━━━━━ SUPPLIED DATA
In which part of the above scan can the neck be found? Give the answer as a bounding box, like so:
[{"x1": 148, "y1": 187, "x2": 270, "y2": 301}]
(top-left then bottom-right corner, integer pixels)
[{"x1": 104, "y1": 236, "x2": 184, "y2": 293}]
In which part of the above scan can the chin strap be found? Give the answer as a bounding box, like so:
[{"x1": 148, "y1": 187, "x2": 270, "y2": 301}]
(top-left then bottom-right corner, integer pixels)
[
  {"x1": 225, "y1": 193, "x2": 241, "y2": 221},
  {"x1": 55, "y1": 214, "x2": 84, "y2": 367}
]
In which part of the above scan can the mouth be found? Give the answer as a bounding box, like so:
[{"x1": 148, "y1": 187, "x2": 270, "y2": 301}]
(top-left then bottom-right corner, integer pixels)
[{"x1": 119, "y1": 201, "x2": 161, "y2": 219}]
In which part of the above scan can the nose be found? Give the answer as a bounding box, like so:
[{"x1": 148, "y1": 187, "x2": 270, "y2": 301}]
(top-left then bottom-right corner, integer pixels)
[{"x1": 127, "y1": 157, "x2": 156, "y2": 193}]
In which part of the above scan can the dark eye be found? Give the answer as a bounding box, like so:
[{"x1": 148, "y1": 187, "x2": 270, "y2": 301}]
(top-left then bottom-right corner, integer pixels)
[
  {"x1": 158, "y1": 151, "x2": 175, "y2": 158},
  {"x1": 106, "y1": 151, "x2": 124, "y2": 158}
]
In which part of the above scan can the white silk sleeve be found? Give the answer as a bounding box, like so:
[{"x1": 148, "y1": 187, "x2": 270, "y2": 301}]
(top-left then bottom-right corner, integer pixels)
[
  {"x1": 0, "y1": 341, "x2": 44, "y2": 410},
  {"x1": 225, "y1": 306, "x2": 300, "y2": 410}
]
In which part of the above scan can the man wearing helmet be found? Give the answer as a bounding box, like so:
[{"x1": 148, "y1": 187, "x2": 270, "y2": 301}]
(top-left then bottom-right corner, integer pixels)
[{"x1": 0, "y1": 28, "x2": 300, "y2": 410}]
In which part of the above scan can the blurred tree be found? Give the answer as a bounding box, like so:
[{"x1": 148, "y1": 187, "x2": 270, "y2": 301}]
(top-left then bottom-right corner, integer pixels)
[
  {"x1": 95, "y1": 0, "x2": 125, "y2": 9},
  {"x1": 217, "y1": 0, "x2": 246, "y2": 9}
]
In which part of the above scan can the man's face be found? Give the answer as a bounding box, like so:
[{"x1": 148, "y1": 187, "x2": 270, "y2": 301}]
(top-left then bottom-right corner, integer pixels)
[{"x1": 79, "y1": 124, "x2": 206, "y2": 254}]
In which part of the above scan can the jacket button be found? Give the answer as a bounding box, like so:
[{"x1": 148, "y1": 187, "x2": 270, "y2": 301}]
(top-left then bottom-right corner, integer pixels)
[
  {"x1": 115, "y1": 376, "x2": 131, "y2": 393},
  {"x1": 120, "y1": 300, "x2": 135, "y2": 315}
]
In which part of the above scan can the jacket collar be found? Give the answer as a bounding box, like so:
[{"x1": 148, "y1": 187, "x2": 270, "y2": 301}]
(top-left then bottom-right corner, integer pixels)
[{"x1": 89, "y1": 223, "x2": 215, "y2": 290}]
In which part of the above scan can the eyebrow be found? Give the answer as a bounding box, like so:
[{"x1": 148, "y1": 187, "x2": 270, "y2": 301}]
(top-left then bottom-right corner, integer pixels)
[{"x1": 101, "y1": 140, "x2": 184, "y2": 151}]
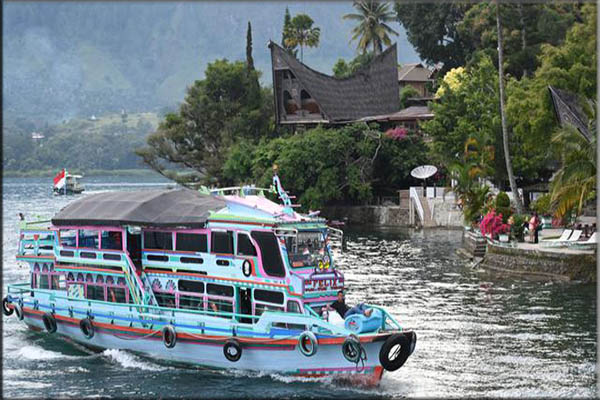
━━━━━━━━━━
PROBLEM: Please copy all of the data above word for word, leaving out the picture.

COMPLETE RESPONSE:
In which part of the above scan can the neck be found? Give the answer as a bounding box, like so:
[{"x1": 148, "y1": 187, "x2": 270, "y2": 301}]
(top-left then bottom-right corner, integer pixels)
[{"x1": 104, "y1": 236, "x2": 184, "y2": 293}]
In which part of the above scan can the chin strap be found? Give the answer as a bounding box, like so:
[{"x1": 148, "y1": 187, "x2": 270, "y2": 301}]
(top-left then bottom-right corner, integer pixels)
[
  {"x1": 225, "y1": 193, "x2": 241, "y2": 221},
  {"x1": 55, "y1": 214, "x2": 84, "y2": 367}
]
In which part of the above scan can the mouth be found? Give the answer as a bounding box, like so:
[{"x1": 148, "y1": 187, "x2": 270, "y2": 301}]
(top-left then bottom-right corner, integer pixels)
[{"x1": 119, "y1": 201, "x2": 161, "y2": 219}]
In which part of the above scan can the nose be found? Give the answer as a bounding box, like so:
[{"x1": 148, "y1": 187, "x2": 270, "y2": 301}]
(top-left then bottom-right corner, integer pixels)
[{"x1": 127, "y1": 157, "x2": 156, "y2": 193}]
In which part of the above scan can the dark eye be found? Give the answer as a bounding box, like so:
[{"x1": 148, "y1": 187, "x2": 270, "y2": 301}]
(top-left then bottom-right corner, integer pixels)
[
  {"x1": 158, "y1": 151, "x2": 175, "y2": 158},
  {"x1": 106, "y1": 151, "x2": 124, "y2": 158}
]
In which part of the above scan can the white silk sleeve be found? Give the answer as a bounding box, like so:
[{"x1": 148, "y1": 187, "x2": 270, "y2": 301}]
(top-left then bottom-right corner, integer pixels)
[
  {"x1": 0, "y1": 341, "x2": 44, "y2": 410},
  {"x1": 225, "y1": 306, "x2": 300, "y2": 410}
]
In which part of the above scan can the man wearing helmet be found? Give the answer as a bounding box, like so:
[{"x1": 148, "y1": 187, "x2": 270, "y2": 301}]
(top-left then bottom-right corner, integer pixels)
[{"x1": 0, "y1": 28, "x2": 300, "y2": 410}]
In which part of the above scan can the blurred tree be found? Give the answer as a bounding box, like so:
[{"x1": 148, "y1": 187, "x2": 270, "y2": 301}]
(top-left then bottom-right corner, integer pixels)
[
  {"x1": 95, "y1": 0, "x2": 125, "y2": 9},
  {"x1": 217, "y1": 0, "x2": 246, "y2": 9}
]
In which part of the above scan can the man's face be found? Give the answer as a bounding box, like so:
[{"x1": 148, "y1": 187, "x2": 270, "y2": 301}]
(top-left then bottom-right corner, integer pixels)
[{"x1": 79, "y1": 124, "x2": 206, "y2": 254}]
In which part of the above scan can the jacket button be found? Give the answer as a bounding box, like so:
[{"x1": 148, "y1": 187, "x2": 270, "y2": 301}]
(top-left then bottom-right corner, integer pixels)
[
  {"x1": 115, "y1": 376, "x2": 131, "y2": 393},
  {"x1": 120, "y1": 300, "x2": 135, "y2": 315}
]
In which part of the above scan can the jacket collar be found? Give the answer as a bounding box, like so:
[{"x1": 148, "y1": 187, "x2": 270, "y2": 301}]
(top-left then bottom-right corner, integer pixels)
[{"x1": 89, "y1": 223, "x2": 215, "y2": 290}]
In which part of the above scan can the eyebrow be found? Give the answer as a bounding box, like so:
[{"x1": 148, "y1": 187, "x2": 270, "y2": 301}]
(top-left then bottom-right corner, integer pixels)
[{"x1": 101, "y1": 140, "x2": 184, "y2": 151}]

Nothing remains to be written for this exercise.